- [Prompt A]
From the article on Polaris stock, copy the stretch from "Polaris shares have" through "January closing high.".
- [Prompt B]
Using the article on Polaris stock, answer each question briefly:
(i) At what price did Polaris finish Wednesday's session?
(ii) Roughly how far did the stock fall from peak to trough?
(iii) How much has the stock pulled back since the beginning of the trading week?
- [Prompt C]
Summarize the article on Polaris stock in two sentences.

- [Provided text]
● ● ● ● ● ● ●
CNBC’s Jim Cramer on Wednesday highlighted another outdoors-oriented stock that he thinks is sporting an attractive sell price.
“If you believe, as I do, that America is reopening rapidly but we’re not exactly going back to normal — too much social distancing — then Polaris is indeed the kind of stock you should own,” he said. “This is a company that benefits enormously from the V-shaped recovery thesis, and it also works with a slower recovery because the great outdoors is taking market share from every other form of recreation that involves crowded indoor spaces.”
Cramer said he regrets not spotting the upside in the outdoor recreation industry months prior. Last week, he said that the camping and recreational vehicle companies are “back in a big way” in the age of Covid-19. Polaris, which finished Wednesday’s session at $96.19, is still flashing a buying opportunity, he said.
Polaris shares have recovered all of their losses during the market meltdown that was triggered in February by the coronavirus outbreak. The stock fell about 60% from peak to trough and is now up more than 160% from its April lows.
The stock has pulled back 6% from the beginning of the trading week and is within $7 of its January closing high.
The camping and outdoor recreation space is catching Cramer’s attention as an investment alternative to the airlines and cruise industries that face a boatload of new social distancing challenges to fill their crafts with passengers.
● ● ● ● ● ● ●
- [Dataset]
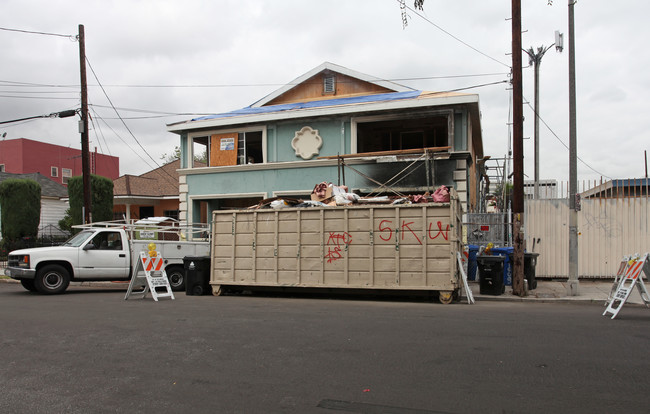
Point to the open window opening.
(400, 134)
(249, 148)
(200, 149)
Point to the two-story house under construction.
(336, 125)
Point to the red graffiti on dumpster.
(336, 239)
(441, 232)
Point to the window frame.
(354, 121)
(66, 174)
(189, 157)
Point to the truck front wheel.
(176, 276)
(52, 280)
(28, 284)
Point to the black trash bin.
(490, 270)
(530, 262)
(197, 275)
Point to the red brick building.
(58, 163)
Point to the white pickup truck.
(97, 253)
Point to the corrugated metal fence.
(608, 228)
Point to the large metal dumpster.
(394, 247)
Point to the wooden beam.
(386, 153)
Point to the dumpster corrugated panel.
(379, 247)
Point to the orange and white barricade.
(630, 275)
(154, 279)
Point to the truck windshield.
(78, 239)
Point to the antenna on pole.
(83, 128)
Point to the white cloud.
(268, 43)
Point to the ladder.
(630, 277)
(154, 278)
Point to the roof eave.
(324, 111)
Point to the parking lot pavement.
(90, 351)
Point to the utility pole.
(572, 286)
(517, 154)
(535, 59)
(83, 128)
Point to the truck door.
(105, 256)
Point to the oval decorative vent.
(307, 143)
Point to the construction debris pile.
(326, 194)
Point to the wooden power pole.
(83, 128)
(517, 154)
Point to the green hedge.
(101, 189)
(20, 208)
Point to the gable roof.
(49, 188)
(327, 66)
(159, 182)
(340, 106)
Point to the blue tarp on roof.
(393, 96)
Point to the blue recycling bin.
(472, 251)
(506, 252)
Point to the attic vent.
(329, 84)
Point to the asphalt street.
(90, 351)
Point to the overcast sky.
(160, 58)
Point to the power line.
(564, 144)
(237, 85)
(126, 126)
(451, 35)
(61, 114)
(73, 37)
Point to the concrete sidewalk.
(589, 291)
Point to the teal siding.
(184, 148)
(460, 131)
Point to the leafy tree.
(101, 203)
(20, 209)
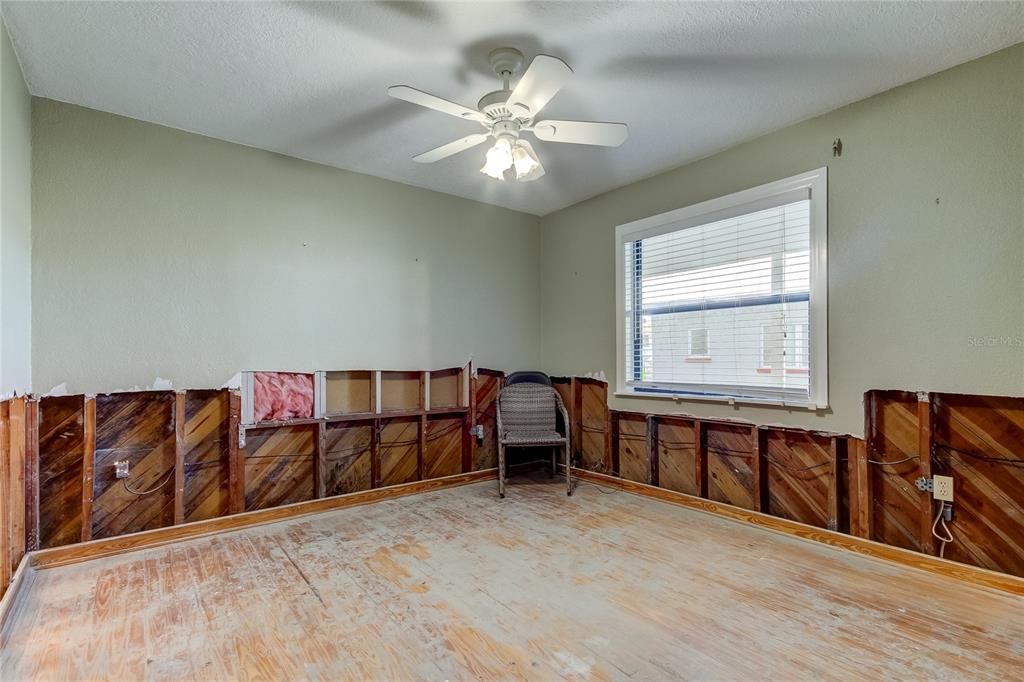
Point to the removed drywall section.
(15, 224)
(926, 243)
(160, 252)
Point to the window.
(727, 299)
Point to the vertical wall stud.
(320, 460)
(236, 456)
(925, 463)
(860, 488)
(758, 469)
(32, 474)
(88, 464)
(179, 457)
(469, 452)
(16, 481)
(613, 418)
(700, 457)
(375, 451)
(5, 496)
(652, 453)
(576, 416)
(375, 392)
(839, 453)
(421, 451)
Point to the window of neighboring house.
(749, 269)
(698, 345)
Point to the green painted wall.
(15, 223)
(164, 253)
(926, 243)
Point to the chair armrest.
(565, 420)
(498, 415)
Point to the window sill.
(687, 397)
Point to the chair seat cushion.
(534, 438)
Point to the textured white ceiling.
(308, 79)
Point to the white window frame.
(815, 183)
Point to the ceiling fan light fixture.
(499, 159)
(527, 166)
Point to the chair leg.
(501, 469)
(568, 471)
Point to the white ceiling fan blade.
(455, 146)
(545, 77)
(582, 132)
(432, 101)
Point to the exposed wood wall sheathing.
(57, 484)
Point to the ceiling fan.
(508, 113)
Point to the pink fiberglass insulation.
(282, 395)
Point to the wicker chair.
(527, 411)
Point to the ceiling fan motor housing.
(495, 105)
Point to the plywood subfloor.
(459, 585)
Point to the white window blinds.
(719, 304)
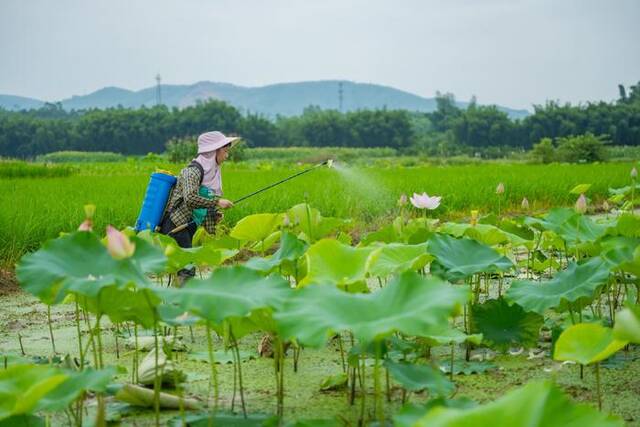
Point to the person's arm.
(210, 221)
(191, 188)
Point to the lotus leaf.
(256, 227)
(396, 258)
(503, 325)
(229, 292)
(290, 250)
(331, 262)
(586, 343)
(80, 263)
(420, 377)
(539, 403)
(627, 326)
(460, 258)
(570, 285)
(410, 304)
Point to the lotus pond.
(495, 320)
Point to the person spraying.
(196, 198)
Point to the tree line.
(28, 133)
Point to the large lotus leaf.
(627, 225)
(537, 404)
(305, 219)
(127, 303)
(618, 251)
(503, 325)
(28, 388)
(420, 377)
(386, 234)
(574, 283)
(461, 258)
(586, 343)
(291, 248)
(410, 304)
(396, 258)
(202, 256)
(571, 226)
(79, 262)
(334, 263)
(229, 292)
(484, 233)
(410, 413)
(256, 227)
(627, 326)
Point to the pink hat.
(211, 141)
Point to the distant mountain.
(286, 99)
(10, 102)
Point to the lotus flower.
(118, 244)
(87, 225)
(423, 201)
(581, 204)
(474, 217)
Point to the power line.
(158, 89)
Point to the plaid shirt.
(185, 198)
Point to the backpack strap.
(198, 166)
(193, 164)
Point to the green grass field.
(38, 207)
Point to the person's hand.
(225, 204)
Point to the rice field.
(34, 208)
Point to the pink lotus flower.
(118, 244)
(423, 201)
(87, 225)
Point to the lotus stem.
(598, 386)
(20, 342)
(214, 372)
(239, 368)
(79, 332)
(53, 341)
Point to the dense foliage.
(446, 131)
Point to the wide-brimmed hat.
(211, 141)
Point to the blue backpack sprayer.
(159, 189)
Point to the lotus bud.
(474, 217)
(118, 244)
(89, 210)
(169, 250)
(581, 204)
(87, 225)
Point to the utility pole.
(158, 89)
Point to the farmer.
(197, 196)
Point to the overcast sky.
(510, 52)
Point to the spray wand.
(328, 163)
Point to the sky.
(514, 53)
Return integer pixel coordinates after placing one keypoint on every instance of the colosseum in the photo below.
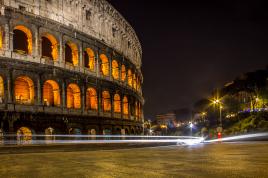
(68, 67)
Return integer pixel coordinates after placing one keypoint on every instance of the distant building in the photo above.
(166, 119)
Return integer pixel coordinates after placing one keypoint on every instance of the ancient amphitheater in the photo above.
(68, 67)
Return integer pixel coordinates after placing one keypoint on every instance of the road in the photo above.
(230, 160)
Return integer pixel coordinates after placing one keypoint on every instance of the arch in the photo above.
(75, 131)
(51, 93)
(49, 46)
(1, 38)
(92, 132)
(125, 106)
(22, 40)
(117, 103)
(73, 96)
(123, 72)
(130, 79)
(24, 134)
(24, 90)
(92, 99)
(2, 90)
(71, 53)
(89, 58)
(134, 81)
(136, 110)
(115, 70)
(126, 131)
(106, 101)
(104, 65)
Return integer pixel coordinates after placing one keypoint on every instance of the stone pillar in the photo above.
(7, 36)
(110, 67)
(83, 98)
(81, 56)
(99, 101)
(39, 91)
(98, 64)
(60, 48)
(112, 104)
(63, 94)
(35, 44)
(10, 34)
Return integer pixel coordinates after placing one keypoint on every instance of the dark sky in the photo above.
(190, 47)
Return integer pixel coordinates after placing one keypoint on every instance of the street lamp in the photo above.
(218, 103)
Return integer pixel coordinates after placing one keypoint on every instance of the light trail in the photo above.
(238, 138)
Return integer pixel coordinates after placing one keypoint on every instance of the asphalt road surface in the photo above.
(230, 160)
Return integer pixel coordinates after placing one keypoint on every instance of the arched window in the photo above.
(22, 40)
(24, 134)
(92, 99)
(89, 58)
(49, 47)
(1, 38)
(2, 90)
(51, 93)
(104, 65)
(106, 101)
(73, 97)
(117, 103)
(71, 54)
(24, 90)
(134, 82)
(125, 105)
(136, 110)
(115, 70)
(123, 73)
(138, 84)
(130, 79)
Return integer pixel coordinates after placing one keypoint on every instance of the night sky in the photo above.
(190, 48)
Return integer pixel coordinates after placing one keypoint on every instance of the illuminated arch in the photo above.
(106, 101)
(89, 58)
(134, 82)
(49, 46)
(2, 90)
(1, 38)
(24, 134)
(117, 103)
(24, 90)
(71, 53)
(115, 70)
(123, 72)
(22, 40)
(125, 105)
(51, 93)
(92, 99)
(104, 65)
(73, 97)
(130, 79)
(136, 109)
(138, 84)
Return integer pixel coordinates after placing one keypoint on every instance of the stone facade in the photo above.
(93, 24)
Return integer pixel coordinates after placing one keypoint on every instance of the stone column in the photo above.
(7, 37)
(97, 64)
(9, 87)
(112, 104)
(63, 94)
(10, 34)
(99, 101)
(81, 56)
(110, 67)
(61, 46)
(83, 98)
(39, 91)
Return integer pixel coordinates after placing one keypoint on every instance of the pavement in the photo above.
(230, 160)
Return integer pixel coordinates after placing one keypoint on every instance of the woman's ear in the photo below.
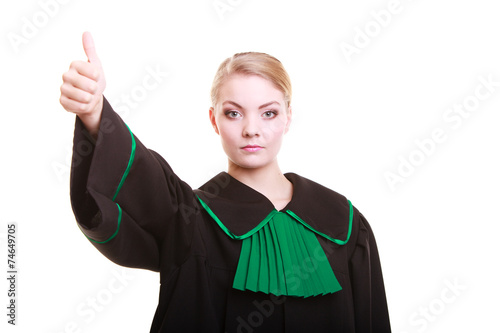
(211, 114)
(288, 118)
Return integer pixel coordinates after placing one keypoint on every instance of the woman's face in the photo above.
(251, 118)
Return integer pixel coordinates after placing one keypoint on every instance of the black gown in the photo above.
(136, 211)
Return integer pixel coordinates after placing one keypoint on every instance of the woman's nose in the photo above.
(251, 128)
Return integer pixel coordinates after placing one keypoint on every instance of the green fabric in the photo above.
(227, 231)
(122, 181)
(282, 256)
(129, 165)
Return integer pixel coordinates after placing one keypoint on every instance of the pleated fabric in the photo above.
(284, 258)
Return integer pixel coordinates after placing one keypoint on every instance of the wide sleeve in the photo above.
(370, 304)
(125, 197)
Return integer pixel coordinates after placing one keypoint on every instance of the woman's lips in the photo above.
(252, 148)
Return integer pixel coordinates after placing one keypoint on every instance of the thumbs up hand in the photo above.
(83, 86)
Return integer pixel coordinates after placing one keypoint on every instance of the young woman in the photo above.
(253, 249)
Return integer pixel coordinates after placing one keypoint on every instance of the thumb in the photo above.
(88, 46)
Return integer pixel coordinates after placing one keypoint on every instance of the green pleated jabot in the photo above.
(282, 256)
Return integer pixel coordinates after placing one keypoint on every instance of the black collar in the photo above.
(241, 208)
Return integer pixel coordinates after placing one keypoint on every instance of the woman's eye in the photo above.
(232, 114)
(270, 114)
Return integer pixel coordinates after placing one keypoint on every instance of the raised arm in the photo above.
(125, 197)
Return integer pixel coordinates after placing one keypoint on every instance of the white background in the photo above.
(355, 118)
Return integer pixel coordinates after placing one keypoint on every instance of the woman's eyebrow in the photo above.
(260, 107)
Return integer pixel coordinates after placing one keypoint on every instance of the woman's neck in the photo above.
(268, 180)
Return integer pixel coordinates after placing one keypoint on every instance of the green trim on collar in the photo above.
(129, 166)
(276, 251)
(122, 181)
(228, 232)
(336, 241)
(284, 258)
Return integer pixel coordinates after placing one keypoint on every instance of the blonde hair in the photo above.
(253, 63)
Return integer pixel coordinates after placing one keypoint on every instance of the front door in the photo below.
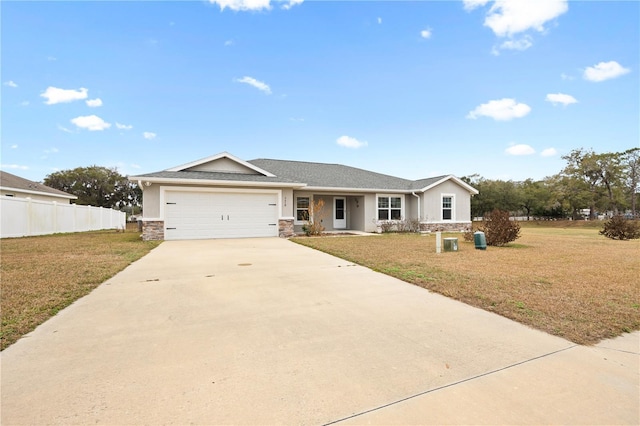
(339, 213)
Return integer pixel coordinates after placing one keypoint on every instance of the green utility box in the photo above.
(480, 240)
(450, 244)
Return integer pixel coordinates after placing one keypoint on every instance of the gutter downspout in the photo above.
(418, 197)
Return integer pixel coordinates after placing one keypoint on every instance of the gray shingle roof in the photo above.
(8, 180)
(236, 177)
(315, 175)
(330, 175)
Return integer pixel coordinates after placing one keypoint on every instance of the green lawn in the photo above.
(42, 275)
(566, 280)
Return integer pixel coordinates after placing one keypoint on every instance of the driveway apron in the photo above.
(264, 331)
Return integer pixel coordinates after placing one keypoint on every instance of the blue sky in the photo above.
(413, 89)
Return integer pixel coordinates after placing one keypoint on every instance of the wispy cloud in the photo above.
(253, 5)
(500, 110)
(64, 129)
(94, 102)
(604, 71)
(561, 98)
(291, 3)
(55, 95)
(507, 19)
(520, 149)
(123, 126)
(91, 123)
(349, 142)
(255, 83)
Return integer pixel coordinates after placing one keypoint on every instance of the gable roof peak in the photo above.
(219, 156)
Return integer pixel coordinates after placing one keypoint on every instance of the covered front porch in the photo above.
(339, 212)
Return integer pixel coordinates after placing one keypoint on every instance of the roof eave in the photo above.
(353, 189)
(460, 182)
(215, 182)
(48, 194)
(217, 157)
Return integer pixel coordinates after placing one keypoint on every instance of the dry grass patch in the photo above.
(570, 281)
(42, 275)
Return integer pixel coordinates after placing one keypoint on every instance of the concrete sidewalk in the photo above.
(263, 331)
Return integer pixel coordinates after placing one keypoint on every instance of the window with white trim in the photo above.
(447, 207)
(389, 208)
(302, 209)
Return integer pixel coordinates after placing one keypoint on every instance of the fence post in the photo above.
(55, 216)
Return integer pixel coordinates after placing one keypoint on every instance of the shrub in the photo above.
(499, 229)
(619, 228)
(316, 215)
(404, 225)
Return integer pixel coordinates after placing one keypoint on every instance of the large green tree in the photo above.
(97, 186)
(597, 178)
(630, 162)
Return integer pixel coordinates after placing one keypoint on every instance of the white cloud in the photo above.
(64, 129)
(13, 166)
(55, 95)
(349, 142)
(604, 71)
(242, 5)
(500, 110)
(94, 102)
(561, 98)
(255, 83)
(508, 17)
(521, 44)
(289, 4)
(472, 4)
(520, 149)
(123, 126)
(90, 122)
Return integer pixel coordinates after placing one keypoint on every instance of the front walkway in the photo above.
(264, 331)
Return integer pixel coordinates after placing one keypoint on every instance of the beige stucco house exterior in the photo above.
(15, 186)
(223, 196)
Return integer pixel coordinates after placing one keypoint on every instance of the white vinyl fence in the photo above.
(22, 217)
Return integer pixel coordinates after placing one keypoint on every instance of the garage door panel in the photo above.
(201, 215)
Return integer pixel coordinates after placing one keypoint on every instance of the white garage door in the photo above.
(200, 215)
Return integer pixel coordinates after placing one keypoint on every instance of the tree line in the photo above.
(607, 182)
(98, 186)
(600, 182)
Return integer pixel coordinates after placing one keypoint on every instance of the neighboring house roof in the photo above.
(300, 174)
(10, 182)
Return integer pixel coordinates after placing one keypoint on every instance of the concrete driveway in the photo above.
(264, 331)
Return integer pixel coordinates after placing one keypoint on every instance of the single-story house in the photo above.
(223, 196)
(15, 186)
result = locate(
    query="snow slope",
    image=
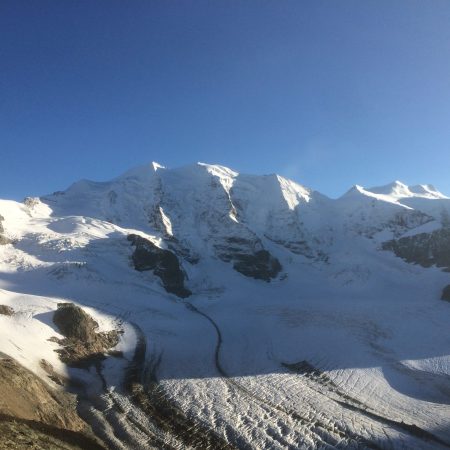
● ● ● ● ● ● ●
- [Task output A]
Polaris shares have recovered all of their losses during the market meltdown that was triggered in February by the coronavirus outbreak. The stock fell about 60% from peak to trough and is now up more than 160% from its April lows.
The stock has pulled back 6% from the beginning of the trading week and is within $7 of its January closing high.

- [Task output B]
(i) $96.19
(ii) About 60%
(iii) 6%

- [Task output C]
Jim Cramer said Polaris is a stock to own, because it benefits from a rapid reopening and from a slower one, with the outdoors taking market share from recreation in crowded indoor spaces. Polaris shares have recovered all their losses from the coronavirus-driven meltdown and are up more than 160% from their April lows, and Cramer sees outdoor recreation as an investment alternative to airlines and cruise lines.